- **ZIEL DER ÜBUNG**: Wie hoch ist der Schwedter Wasserturm laut dem Textauszug?

- **TEXTAUSZUG**:
--------------------------------
Fenstersanierung am Historischen Wasserturm in Schwedt
Steiler Zahn mit schönen Augen

Im flachen Odertal ist er mit seinen 46 Metern Höhe schon ein ‚steiler Zahn’. Alter und Größe machen den Schwedter Wasserturm zu einem Wahrzeichen der Stadt. Bis vor gut zwei Jahren bot er allerdings ein trauriges Bild: die Kuppel eingefallen, der Putz abgebröckelt, Fenster und Türen zugemauert. Jetzt strahlt er wieder in neuem Glanz und mit schönen „Augen“. Die Fenstersanierung selbst, stellte alle Beteiligten vor komplexe technische und gestalterische Aufgaben. Das Bauwerk hatte von 1911 bis in die Siebziger als Wasserspeicher gedient. Mit der Schließung des städtischen Wasserwerkes verfielen Turm und Pumpenhäuser zusehends. Ein kräftiger Sturm besorgte in den Achtzigern den Rest. Die Kuppel stürzte ein und wurde nur noch notdürftig gesichert. Dank des Engagements der privaten Investorengemeinschaft Riggers/Dr. Fischer Turm GbR konnte das denkmalgeschützte „Historische Wasserwerk“ nach der Wende gerettet werden.
--------------------------------
- **GESAMMELTES MATERIAL**:

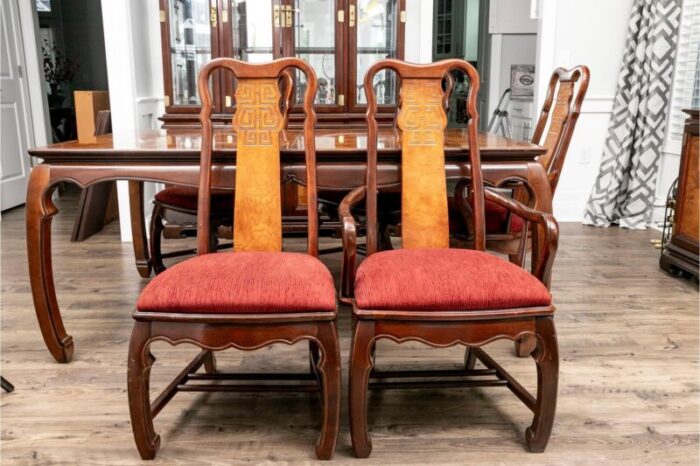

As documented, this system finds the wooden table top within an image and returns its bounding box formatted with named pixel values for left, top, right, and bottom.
--------------------------------
- **LÖSUNG**: 46 Meter.